- What you have to do
Reproduce the listing below word for word, leaving out the pictures.

====== Extracted material

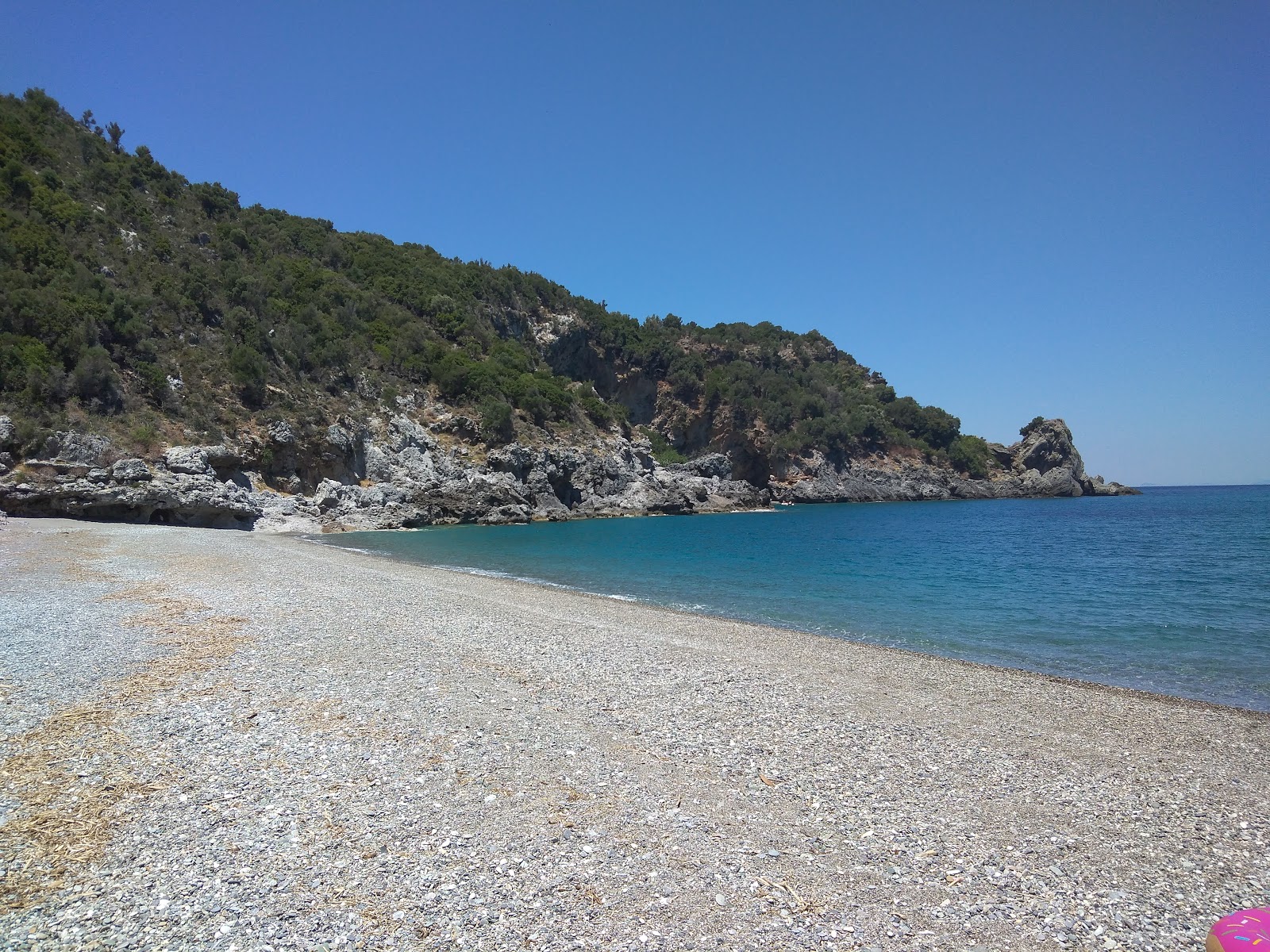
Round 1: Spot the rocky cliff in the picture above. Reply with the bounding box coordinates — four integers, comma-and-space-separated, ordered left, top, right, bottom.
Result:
0, 406, 1135, 531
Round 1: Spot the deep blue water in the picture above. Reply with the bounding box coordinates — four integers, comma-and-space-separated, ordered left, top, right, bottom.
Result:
310, 486, 1270, 711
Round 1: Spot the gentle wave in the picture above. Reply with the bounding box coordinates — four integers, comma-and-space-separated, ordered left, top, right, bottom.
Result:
307, 486, 1270, 709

============

- Output of the task
Round 1: Spot the rocky cliff in the picture above. Reply with the bounding box coordinates — four integers, comma-and-space-separated, ordered left, top, right, bottom.
Result:
0, 406, 1135, 531
Round 1: Spot the deep blue water in the picture above. Reply with the bounding box coordinates — four integers, comma-and-space-separated, ordered left, top, right, bottom.
Result:
310, 486, 1270, 711
Round 1: Spot the gentle wave in the picture above. Reply with the bounding box coordinates — four integers, comma-and-space-separated, ordered left, top, right, bottom.
Result:
307, 486, 1270, 709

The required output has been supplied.